Exercise objective
Copy the stretch from the row containing "Can you find the blurred" through the end of the rows below, changing every "fur" to "coat" and leaving all else as it stands.

Material supplied

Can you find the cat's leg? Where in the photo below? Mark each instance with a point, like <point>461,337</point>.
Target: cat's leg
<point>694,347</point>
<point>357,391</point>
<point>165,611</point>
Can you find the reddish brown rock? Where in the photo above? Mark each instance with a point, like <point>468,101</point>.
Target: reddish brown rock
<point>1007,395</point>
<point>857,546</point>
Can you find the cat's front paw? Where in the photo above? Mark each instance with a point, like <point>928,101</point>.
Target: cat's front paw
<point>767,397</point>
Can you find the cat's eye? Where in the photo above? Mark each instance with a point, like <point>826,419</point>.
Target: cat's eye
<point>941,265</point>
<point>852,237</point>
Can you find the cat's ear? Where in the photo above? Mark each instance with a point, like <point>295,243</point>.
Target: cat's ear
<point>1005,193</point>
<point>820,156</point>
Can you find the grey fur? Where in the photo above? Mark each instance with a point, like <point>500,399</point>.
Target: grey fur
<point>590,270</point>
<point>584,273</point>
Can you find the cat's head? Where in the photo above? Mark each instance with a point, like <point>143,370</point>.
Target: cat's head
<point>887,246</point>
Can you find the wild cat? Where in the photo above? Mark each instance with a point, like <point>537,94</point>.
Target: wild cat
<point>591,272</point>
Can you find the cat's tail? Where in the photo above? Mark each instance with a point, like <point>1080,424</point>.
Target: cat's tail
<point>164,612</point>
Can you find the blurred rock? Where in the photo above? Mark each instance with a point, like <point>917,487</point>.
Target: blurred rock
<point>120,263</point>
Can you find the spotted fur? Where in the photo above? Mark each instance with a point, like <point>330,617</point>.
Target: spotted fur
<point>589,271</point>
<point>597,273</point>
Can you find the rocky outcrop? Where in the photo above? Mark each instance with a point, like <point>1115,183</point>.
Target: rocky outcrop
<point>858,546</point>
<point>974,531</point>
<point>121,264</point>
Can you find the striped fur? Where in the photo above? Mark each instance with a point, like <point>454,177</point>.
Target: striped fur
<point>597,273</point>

Written answer
Can you find the blurred rock? Where in the photo above? Mark each instance with a point, like <point>917,487</point>.
Target: blurred rock
<point>120,263</point>
Can you find the spotted coat? Where in the photo above? Mark each instance with a point, like <point>330,617</point>.
Target: spotted coat
<point>589,271</point>
<point>597,273</point>
Can you find the rocky outcrop? Where in the photo above? Mark each instance with a point, like <point>1115,183</point>.
Target: rocky outcrop
<point>858,546</point>
<point>974,531</point>
<point>121,264</point>
Can you find the striped coat? Where in the photo above? Mark each instance with a point, like <point>454,177</point>.
Target: striped coat
<point>597,273</point>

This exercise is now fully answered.